Rewrite the text of each item with "instance" replaced by "object" throughout and everything else unchanged, omitting the pictures.
start Exercise inputs
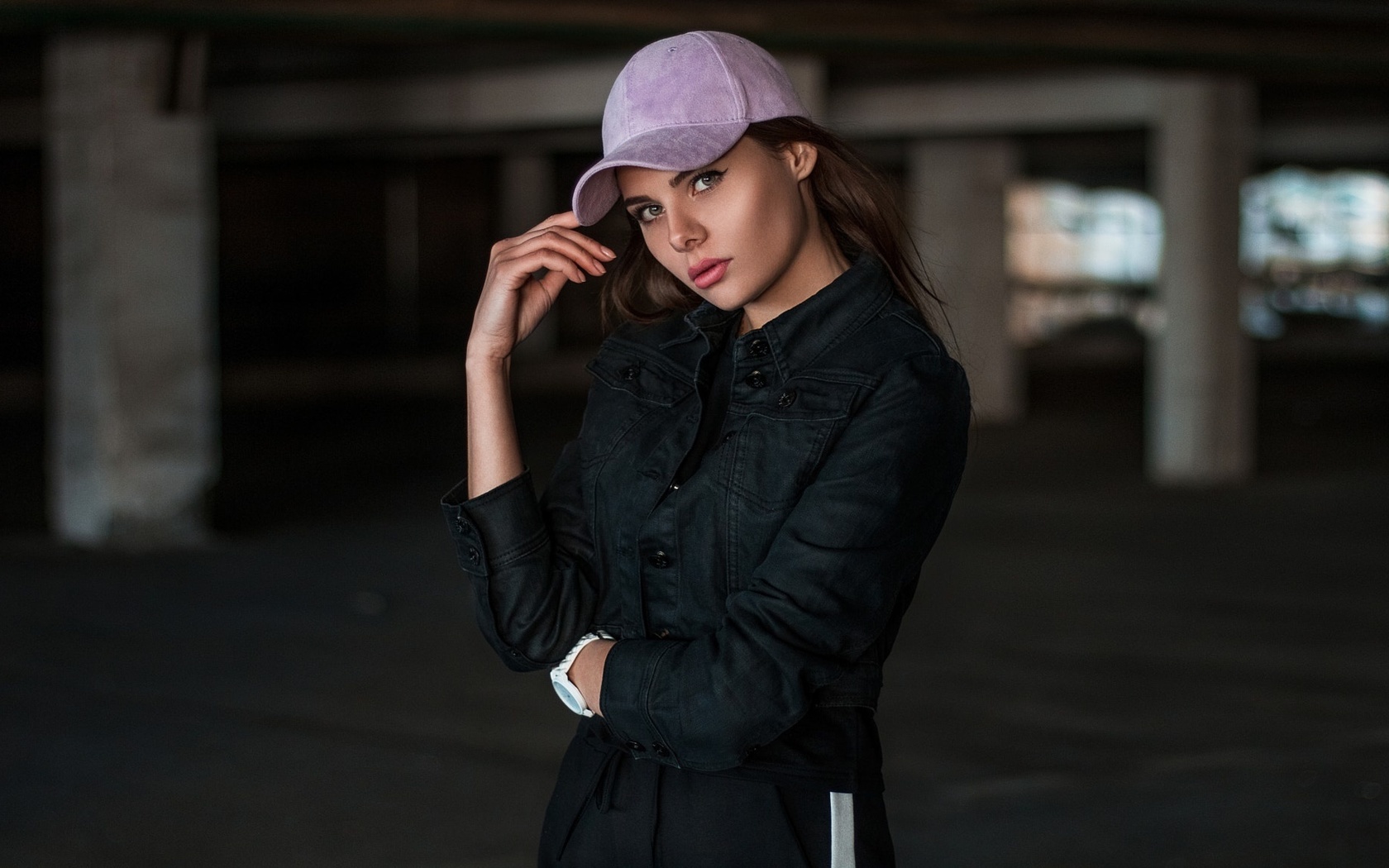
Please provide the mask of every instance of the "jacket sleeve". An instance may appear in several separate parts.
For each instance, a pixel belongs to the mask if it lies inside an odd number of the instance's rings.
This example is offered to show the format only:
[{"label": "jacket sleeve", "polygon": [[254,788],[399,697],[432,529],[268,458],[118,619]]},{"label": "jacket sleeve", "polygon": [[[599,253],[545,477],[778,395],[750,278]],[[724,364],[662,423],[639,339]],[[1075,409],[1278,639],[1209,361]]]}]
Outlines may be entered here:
end Exercise inputs
Correct output:
Please provide the mask of every object of the "jacket sleeve". An object may appear in several separate parts.
For each object, a pixel belongs to the mask if it lies inside an odd number of the object's rings.
This example is offered to show the format only:
[{"label": "jacket sleeve", "polygon": [[254,788],[399,697],[432,529],[268,458],[118,619]]},{"label": "jacket sleeve", "polygon": [[[599,253],[545,477],[778,395],[750,278]],[[724,364],[662,423],[639,339]],[[1075,409],[1278,639],[1209,361]]]}]
Outlines may be entered here:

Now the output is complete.